*** TEXT BLOCK

Metadata-Version: 2.1
Name: bronzebeard
Version: 0.0.25
Summary: Minimal ecosystem for bare-metal RISC-V development
Home-page: https://github.com/theandrew168/bronzebeard
Author: Andrew Dailey
License: UNKNOWN
Platform: UNKNOWN
Classifier: License :: OSI Approved :: MIT License
Classifier: Operating System :: OS Independent
Classifier: Programming Language :: Python :: 3
Requires-Python: >=3.6
Description-Content-Type: text/markdown
Requires-Dist: pyserial
Requires-Dist: pyusb

# bronzebeard
Minimal ecosystem for bare-metal RISC-V development

## Overview
Bronzebeard is a [single-file](https://github.com/theandrew168/bronzebeard/blob/master/bronzebeard/asm.py), [nanopass](https://legacy.cs.indiana.edu/~dyb/pubs/nano-jfp.pdf) assembler for developing [bare metal](https://en.wikipedia.org/wiki/Bare_machine) [RISC-V](https://en.wikipedia.org/wiki/Riscv) programs.
It is designed for applications that stand on their own without relying on [operating systems](https://en.wikipedia.org/wiki/Operating_system), frameworks, SDKs, or pre-existing software of any kind.
Bronzebeard and its tools are implemented purely in Python.
It has been written in order to be free from large, complex toolchains.
This keeps the project portable, minimal, and easy to understand.

******
*** EXTRACTED MATERIAL

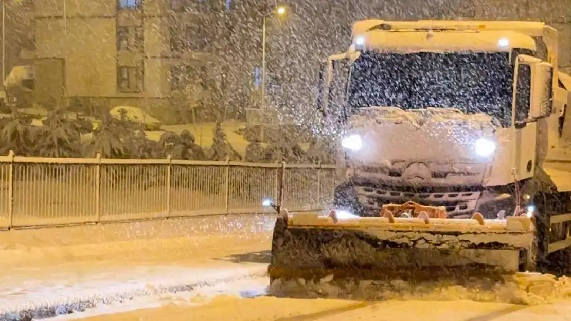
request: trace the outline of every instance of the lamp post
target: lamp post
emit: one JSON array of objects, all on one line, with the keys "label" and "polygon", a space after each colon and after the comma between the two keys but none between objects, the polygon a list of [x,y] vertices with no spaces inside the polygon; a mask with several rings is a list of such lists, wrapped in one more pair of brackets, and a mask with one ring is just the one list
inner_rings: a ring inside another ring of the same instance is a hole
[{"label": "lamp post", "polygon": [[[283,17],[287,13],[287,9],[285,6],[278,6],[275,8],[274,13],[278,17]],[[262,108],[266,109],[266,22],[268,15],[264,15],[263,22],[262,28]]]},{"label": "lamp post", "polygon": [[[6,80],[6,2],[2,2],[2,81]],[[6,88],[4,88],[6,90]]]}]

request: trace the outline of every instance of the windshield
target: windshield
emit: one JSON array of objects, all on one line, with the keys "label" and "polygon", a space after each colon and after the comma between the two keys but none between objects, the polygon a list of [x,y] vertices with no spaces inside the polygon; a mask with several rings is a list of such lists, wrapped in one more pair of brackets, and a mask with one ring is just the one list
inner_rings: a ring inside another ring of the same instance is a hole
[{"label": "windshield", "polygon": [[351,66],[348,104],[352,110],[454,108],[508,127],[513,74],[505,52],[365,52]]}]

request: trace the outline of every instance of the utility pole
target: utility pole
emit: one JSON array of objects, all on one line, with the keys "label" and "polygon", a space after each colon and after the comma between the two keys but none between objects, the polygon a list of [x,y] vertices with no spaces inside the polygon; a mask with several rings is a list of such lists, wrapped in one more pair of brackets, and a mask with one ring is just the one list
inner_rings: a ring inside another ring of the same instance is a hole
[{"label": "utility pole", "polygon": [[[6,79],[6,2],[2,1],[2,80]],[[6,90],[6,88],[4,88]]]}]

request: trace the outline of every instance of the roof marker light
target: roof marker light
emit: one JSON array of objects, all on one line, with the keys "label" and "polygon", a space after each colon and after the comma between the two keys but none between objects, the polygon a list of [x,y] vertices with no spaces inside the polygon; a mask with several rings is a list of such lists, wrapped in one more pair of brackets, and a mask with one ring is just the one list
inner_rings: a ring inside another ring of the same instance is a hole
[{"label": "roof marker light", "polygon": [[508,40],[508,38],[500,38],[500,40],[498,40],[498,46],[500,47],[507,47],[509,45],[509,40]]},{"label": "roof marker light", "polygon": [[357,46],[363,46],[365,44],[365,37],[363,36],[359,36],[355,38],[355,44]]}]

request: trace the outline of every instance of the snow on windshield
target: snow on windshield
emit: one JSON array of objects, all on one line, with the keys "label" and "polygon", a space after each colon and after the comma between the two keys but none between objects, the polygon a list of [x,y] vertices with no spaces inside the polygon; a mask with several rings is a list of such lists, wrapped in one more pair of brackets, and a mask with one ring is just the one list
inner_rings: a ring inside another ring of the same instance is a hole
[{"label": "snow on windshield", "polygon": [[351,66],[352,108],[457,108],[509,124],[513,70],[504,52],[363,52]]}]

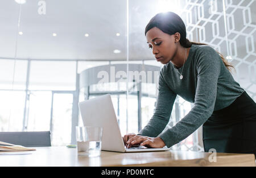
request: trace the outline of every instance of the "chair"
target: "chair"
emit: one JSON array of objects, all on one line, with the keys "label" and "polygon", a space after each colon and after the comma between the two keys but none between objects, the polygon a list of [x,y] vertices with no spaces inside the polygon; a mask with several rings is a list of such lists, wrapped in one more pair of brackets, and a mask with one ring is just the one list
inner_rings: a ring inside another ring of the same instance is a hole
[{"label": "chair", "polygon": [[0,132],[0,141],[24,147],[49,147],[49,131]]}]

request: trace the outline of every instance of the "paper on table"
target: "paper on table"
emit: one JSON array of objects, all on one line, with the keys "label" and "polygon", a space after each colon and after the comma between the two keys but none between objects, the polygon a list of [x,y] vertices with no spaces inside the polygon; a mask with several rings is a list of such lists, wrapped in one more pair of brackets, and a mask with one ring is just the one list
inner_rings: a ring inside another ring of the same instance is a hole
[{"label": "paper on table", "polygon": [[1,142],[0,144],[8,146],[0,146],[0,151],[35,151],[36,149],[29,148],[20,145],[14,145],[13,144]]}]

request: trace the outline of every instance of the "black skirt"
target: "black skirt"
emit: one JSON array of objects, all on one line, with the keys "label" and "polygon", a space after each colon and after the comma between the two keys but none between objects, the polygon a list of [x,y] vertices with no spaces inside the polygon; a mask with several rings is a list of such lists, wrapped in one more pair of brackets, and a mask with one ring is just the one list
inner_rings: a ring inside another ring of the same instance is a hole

******

PROMPT
Reproduce the part of the Bronzebeard package description above, starting with "## Overview" and going on through "purely in Python.".

OUTPUT OF THE EXERCISE
## Overview
Bronzebeard is a [single-file](https://github.com/theandrew168/bronzebeard/blob/master/bronzebeard/asm.py), [nanopass](https://legacy.cs.indiana.edu/~dyb/pubs/nano-jfp.pdf) assembler for developing [bare metal](https://en.wikipedia.org/wiki/Bare_machine) [RISC-V](https://en.wikipedia.org/wiki/Riscv) programs.
It is designed for applications that stand on their own without relying on [operating systems](https://en.wikipedia.org/wiki/Operating_system), frameworks, SDKs, or pre-existing software of any kind.
Bronzebeard and its tools are implemented purely in Python.